Information supplied

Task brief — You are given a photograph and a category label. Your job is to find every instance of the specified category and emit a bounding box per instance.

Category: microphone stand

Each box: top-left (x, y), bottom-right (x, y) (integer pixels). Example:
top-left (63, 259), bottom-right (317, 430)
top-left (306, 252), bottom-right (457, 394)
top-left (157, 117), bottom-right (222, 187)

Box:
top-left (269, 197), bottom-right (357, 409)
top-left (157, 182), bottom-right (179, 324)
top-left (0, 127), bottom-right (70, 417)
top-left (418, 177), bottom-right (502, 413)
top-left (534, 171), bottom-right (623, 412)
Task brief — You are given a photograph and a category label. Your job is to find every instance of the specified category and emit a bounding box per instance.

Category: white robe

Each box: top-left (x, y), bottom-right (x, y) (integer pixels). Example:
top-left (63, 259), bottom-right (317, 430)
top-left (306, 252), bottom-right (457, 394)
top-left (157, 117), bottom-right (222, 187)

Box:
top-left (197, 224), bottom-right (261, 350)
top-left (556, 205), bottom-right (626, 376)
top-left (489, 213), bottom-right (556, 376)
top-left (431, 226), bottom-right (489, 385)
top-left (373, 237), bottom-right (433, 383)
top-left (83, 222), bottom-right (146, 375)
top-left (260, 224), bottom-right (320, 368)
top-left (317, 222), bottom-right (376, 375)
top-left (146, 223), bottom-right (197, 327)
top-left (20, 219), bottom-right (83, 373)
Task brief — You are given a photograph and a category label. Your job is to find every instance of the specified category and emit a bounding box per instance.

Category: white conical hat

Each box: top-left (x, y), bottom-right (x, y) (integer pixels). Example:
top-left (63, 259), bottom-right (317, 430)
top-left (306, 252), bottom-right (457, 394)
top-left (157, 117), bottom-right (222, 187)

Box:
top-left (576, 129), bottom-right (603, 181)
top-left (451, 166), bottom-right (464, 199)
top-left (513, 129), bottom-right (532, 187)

Stated exercise
Please reproduce the entries above with every "Task brief" changed to "Assignment", keeping all other text the same.

Task response
Assignment — You are given a photograph and a category label. Your job is to find every instance of the specified category and emit a bounding box per instance.

Category: microphone stand

Each box: top-left (x, y), bottom-right (x, y) (integer pixels). Example:
top-left (63, 259), bottom-right (317, 430)
top-left (306, 252), bottom-right (457, 394)
top-left (157, 117), bottom-right (222, 187)

Box:
top-left (269, 197), bottom-right (357, 409)
top-left (157, 182), bottom-right (179, 324)
top-left (0, 127), bottom-right (70, 417)
top-left (418, 177), bottom-right (502, 413)
top-left (534, 171), bottom-right (623, 412)
Assignment — You are given a photograph and a category label. Your job is to find every instance of the specified category and emit a bounding box per instance.

Category: white robe

Each box: top-left (x, y), bottom-right (x, y) (integer pixels). Example:
top-left (63, 259), bottom-right (317, 430)
top-left (306, 252), bottom-right (457, 394)
top-left (157, 117), bottom-right (222, 187)

Box:
top-left (197, 224), bottom-right (261, 350)
top-left (556, 205), bottom-right (626, 376)
top-left (489, 213), bottom-right (556, 376)
top-left (431, 226), bottom-right (489, 385)
top-left (373, 237), bottom-right (433, 383)
top-left (83, 222), bottom-right (146, 375)
top-left (260, 224), bottom-right (320, 368)
top-left (317, 222), bottom-right (376, 375)
top-left (146, 223), bottom-right (197, 327)
top-left (20, 219), bottom-right (83, 373)
Assignment — You are given a photograph and a category label. Your job is to find every instance of the specified category and emit a bounding box per instance.

Category: white conical hat

Each box: top-left (x, y), bottom-right (x, y) (integer pixels). Example:
top-left (63, 259), bottom-right (317, 430)
top-left (306, 252), bottom-right (457, 394)
top-left (157, 117), bottom-right (222, 187)

Box:
top-left (576, 129), bottom-right (603, 181)
top-left (451, 166), bottom-right (464, 199)
top-left (513, 129), bottom-right (532, 187)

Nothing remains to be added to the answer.